▸ **Task to complete**
List every line in the records below that contains the string "roof", taking case into account.
++++ Materials provided ++++
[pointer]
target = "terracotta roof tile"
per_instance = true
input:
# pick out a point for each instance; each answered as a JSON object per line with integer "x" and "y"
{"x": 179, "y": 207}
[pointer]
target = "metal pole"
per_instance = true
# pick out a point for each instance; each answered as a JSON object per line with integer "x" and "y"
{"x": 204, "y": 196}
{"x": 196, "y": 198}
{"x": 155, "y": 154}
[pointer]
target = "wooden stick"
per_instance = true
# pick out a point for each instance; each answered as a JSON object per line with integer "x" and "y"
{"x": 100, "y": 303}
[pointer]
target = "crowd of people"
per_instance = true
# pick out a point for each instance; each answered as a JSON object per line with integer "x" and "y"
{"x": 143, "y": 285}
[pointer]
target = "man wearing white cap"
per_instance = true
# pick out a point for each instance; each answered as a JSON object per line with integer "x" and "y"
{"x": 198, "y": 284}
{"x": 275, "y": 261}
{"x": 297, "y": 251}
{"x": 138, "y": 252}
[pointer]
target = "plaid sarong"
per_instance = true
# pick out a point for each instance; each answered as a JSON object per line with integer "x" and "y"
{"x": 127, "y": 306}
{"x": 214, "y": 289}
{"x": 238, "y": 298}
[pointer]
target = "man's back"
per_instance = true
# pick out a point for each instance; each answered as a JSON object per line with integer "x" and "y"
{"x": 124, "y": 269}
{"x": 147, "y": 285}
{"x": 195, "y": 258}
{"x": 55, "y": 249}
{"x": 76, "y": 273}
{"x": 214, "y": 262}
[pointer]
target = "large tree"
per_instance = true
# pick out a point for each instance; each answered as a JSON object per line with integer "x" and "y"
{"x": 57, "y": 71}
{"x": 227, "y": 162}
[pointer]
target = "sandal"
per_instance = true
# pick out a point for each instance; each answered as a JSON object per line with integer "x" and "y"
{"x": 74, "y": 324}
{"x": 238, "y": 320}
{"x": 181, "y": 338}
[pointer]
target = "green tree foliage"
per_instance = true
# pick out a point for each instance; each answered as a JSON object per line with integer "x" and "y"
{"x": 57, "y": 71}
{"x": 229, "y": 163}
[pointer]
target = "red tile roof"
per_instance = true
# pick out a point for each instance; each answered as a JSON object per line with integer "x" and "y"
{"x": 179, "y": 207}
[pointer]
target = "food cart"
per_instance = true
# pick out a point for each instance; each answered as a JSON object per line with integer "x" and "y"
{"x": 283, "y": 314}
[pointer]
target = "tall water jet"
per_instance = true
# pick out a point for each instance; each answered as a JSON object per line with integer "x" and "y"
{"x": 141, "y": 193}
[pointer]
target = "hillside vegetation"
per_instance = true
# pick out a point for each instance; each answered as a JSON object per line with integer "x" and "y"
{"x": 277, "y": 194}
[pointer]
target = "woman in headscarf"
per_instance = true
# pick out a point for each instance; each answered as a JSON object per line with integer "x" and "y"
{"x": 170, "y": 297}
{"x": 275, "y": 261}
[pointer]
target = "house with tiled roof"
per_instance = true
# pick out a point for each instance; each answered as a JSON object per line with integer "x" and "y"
++++
▸ **The output**
target = "terracotta roof tile"
target = "red tile roof"
target = "house with tiled roof"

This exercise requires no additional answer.